Data to process section start

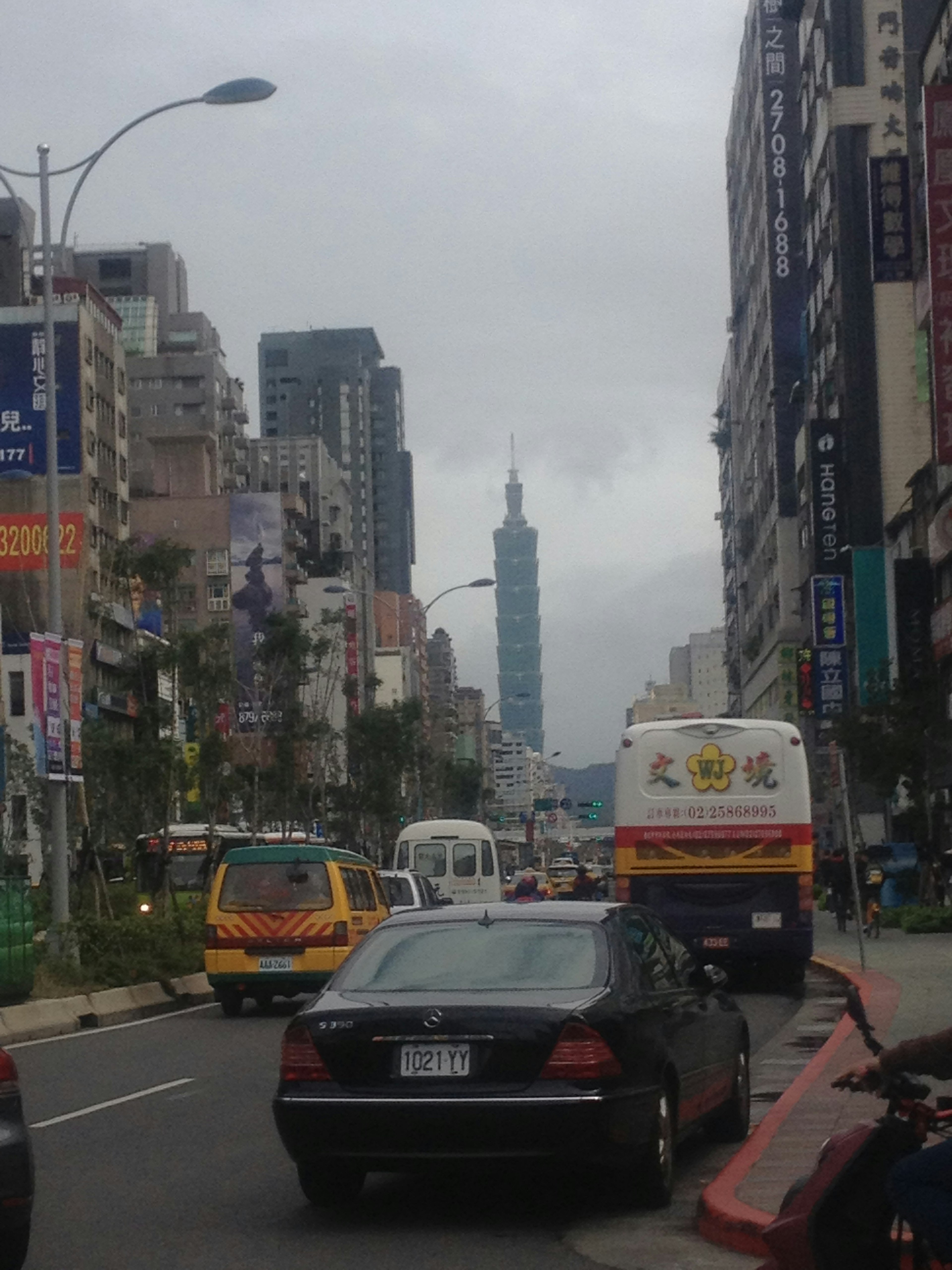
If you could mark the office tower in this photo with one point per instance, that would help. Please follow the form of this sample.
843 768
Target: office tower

Data to process section end
Data to process section start

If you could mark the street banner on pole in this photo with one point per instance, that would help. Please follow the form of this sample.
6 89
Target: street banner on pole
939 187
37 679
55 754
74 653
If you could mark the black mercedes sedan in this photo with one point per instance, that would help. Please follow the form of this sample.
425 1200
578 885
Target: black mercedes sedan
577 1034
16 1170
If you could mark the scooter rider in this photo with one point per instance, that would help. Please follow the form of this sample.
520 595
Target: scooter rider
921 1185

Data to process section end

Which lines of the records contain "tower"? Show each of them.

If you could mark the office tower in this photo with one point per instance, that would help. Please follow the form of this sample.
Target: office tower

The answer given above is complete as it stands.